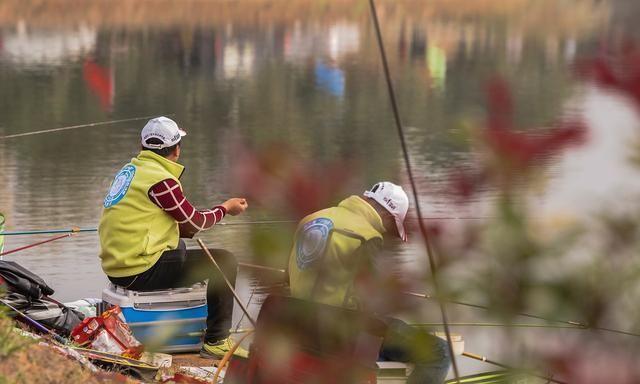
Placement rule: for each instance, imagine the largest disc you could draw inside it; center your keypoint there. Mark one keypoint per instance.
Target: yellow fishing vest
(133, 230)
(325, 257)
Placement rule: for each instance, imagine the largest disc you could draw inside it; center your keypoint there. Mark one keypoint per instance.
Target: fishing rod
(35, 324)
(261, 267)
(575, 324)
(36, 244)
(405, 152)
(229, 285)
(236, 223)
(528, 372)
(502, 325)
(75, 127)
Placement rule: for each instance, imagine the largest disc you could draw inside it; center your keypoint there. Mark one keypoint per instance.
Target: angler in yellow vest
(336, 246)
(146, 213)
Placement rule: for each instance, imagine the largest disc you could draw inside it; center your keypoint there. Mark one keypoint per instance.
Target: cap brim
(401, 231)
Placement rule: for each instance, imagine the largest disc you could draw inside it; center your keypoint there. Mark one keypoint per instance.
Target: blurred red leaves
(619, 71)
(279, 179)
(509, 150)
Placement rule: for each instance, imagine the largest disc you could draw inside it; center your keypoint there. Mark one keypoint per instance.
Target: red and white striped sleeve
(168, 195)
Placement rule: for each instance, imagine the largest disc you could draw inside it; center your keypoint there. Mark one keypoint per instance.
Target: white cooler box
(171, 320)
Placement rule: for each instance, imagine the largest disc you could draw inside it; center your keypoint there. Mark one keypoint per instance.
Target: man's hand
(235, 206)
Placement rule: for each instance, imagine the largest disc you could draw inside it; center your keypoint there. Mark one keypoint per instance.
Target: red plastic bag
(108, 333)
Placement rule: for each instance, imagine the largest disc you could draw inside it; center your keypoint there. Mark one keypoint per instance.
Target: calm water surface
(307, 78)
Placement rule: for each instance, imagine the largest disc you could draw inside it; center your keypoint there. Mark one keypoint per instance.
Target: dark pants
(407, 344)
(183, 267)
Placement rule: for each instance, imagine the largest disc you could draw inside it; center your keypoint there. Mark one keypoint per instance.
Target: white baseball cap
(162, 128)
(393, 198)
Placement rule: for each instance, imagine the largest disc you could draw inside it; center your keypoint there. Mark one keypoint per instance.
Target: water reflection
(25, 47)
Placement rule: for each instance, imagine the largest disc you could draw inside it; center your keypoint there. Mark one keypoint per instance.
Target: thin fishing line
(76, 127)
(514, 325)
(510, 368)
(575, 324)
(231, 224)
(405, 152)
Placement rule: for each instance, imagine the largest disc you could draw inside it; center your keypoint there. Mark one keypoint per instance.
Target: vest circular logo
(313, 241)
(120, 186)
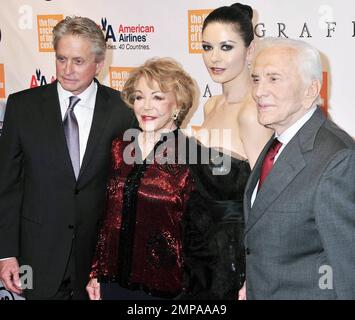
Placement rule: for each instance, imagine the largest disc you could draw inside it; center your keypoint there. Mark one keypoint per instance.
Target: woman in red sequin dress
(139, 249)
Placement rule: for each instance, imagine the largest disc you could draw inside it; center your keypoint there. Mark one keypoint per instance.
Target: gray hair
(308, 58)
(82, 27)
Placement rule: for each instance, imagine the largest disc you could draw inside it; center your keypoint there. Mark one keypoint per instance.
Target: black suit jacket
(42, 206)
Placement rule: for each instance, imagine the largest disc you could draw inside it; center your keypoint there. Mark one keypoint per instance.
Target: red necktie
(269, 160)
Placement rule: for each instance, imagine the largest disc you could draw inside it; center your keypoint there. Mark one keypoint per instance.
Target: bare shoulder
(210, 104)
(248, 114)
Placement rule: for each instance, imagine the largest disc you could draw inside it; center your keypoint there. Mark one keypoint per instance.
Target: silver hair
(308, 58)
(82, 27)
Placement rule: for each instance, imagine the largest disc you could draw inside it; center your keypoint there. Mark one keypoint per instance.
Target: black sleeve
(11, 186)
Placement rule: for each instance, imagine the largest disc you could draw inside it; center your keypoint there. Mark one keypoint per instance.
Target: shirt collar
(85, 97)
(289, 133)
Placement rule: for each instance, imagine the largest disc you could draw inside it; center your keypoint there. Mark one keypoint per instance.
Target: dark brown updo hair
(239, 15)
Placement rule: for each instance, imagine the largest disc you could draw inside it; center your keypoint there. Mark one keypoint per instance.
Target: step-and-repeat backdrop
(140, 29)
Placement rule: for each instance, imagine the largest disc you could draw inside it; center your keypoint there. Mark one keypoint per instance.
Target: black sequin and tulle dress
(140, 245)
(213, 227)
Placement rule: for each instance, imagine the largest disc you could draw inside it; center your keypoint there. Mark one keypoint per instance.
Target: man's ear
(99, 66)
(312, 92)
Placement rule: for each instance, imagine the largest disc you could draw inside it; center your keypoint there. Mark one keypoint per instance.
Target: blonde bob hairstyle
(170, 77)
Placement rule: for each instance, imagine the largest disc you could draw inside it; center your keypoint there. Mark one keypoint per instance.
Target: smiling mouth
(148, 118)
(69, 80)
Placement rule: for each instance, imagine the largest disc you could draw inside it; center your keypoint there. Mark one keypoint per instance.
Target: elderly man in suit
(54, 160)
(300, 198)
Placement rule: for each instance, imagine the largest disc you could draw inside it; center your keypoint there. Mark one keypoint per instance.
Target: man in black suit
(54, 160)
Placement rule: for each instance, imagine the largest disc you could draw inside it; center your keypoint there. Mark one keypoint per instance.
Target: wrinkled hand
(93, 289)
(10, 275)
(242, 294)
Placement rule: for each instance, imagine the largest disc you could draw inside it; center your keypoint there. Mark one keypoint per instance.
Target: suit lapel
(101, 116)
(253, 179)
(50, 109)
(286, 168)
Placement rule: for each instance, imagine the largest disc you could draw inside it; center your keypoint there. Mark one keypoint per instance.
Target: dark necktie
(269, 161)
(71, 130)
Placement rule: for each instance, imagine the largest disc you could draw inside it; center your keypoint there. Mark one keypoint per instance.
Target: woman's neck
(148, 139)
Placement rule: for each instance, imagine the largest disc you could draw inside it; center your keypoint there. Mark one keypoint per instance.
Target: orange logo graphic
(195, 22)
(2, 81)
(45, 24)
(324, 93)
(118, 77)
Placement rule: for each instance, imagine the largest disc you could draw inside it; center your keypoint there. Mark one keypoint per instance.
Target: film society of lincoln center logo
(45, 24)
(195, 22)
(2, 81)
(118, 76)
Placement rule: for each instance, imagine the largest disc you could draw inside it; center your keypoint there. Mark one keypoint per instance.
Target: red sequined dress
(139, 244)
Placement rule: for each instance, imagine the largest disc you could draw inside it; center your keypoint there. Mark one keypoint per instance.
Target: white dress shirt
(285, 137)
(84, 112)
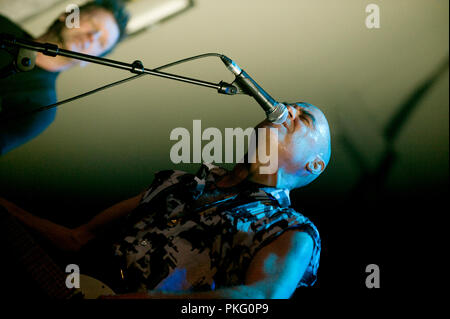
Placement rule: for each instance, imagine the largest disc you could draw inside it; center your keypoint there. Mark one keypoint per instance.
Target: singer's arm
(273, 273)
(68, 239)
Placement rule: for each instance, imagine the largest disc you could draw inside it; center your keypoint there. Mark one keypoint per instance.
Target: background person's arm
(68, 239)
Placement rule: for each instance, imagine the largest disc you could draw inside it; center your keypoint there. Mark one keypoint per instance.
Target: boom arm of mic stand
(136, 67)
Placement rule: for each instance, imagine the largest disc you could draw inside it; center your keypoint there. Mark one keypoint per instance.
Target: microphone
(276, 112)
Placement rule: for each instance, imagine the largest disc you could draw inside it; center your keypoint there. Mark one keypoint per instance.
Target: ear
(62, 17)
(315, 166)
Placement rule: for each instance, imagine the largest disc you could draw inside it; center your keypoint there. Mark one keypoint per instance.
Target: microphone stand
(136, 67)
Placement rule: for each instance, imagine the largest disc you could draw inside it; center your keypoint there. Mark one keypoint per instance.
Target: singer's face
(304, 135)
(96, 34)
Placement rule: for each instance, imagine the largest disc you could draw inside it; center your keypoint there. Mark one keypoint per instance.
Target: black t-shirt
(23, 92)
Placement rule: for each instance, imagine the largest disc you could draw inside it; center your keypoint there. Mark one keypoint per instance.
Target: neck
(250, 172)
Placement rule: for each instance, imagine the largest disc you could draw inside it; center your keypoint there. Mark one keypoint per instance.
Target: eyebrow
(311, 119)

▶ _Instructions to follow_
Retype nothing except the lines from the line holding "Target: singer's face" through the last line of the entries, both included.

▶ _Output for this exercise_
Target: singer's face
(304, 135)
(96, 34)
Placement rule: for each instance, imagine the largest disc you could draw inside it; center your keypoint there. Mark one keypoint per instance.
Target: black t-shirt
(23, 92)
Placement rule: for each instance, imagine the largest disc you could draw inside it; center your keypoint there. Mark one keypoint per instance.
Target: neck
(250, 172)
Placement rule: for each instance, imagine the largest disc you could draw inside it; center your keypoint there. Mark one keypoint per instance.
Target: eyebrow
(311, 119)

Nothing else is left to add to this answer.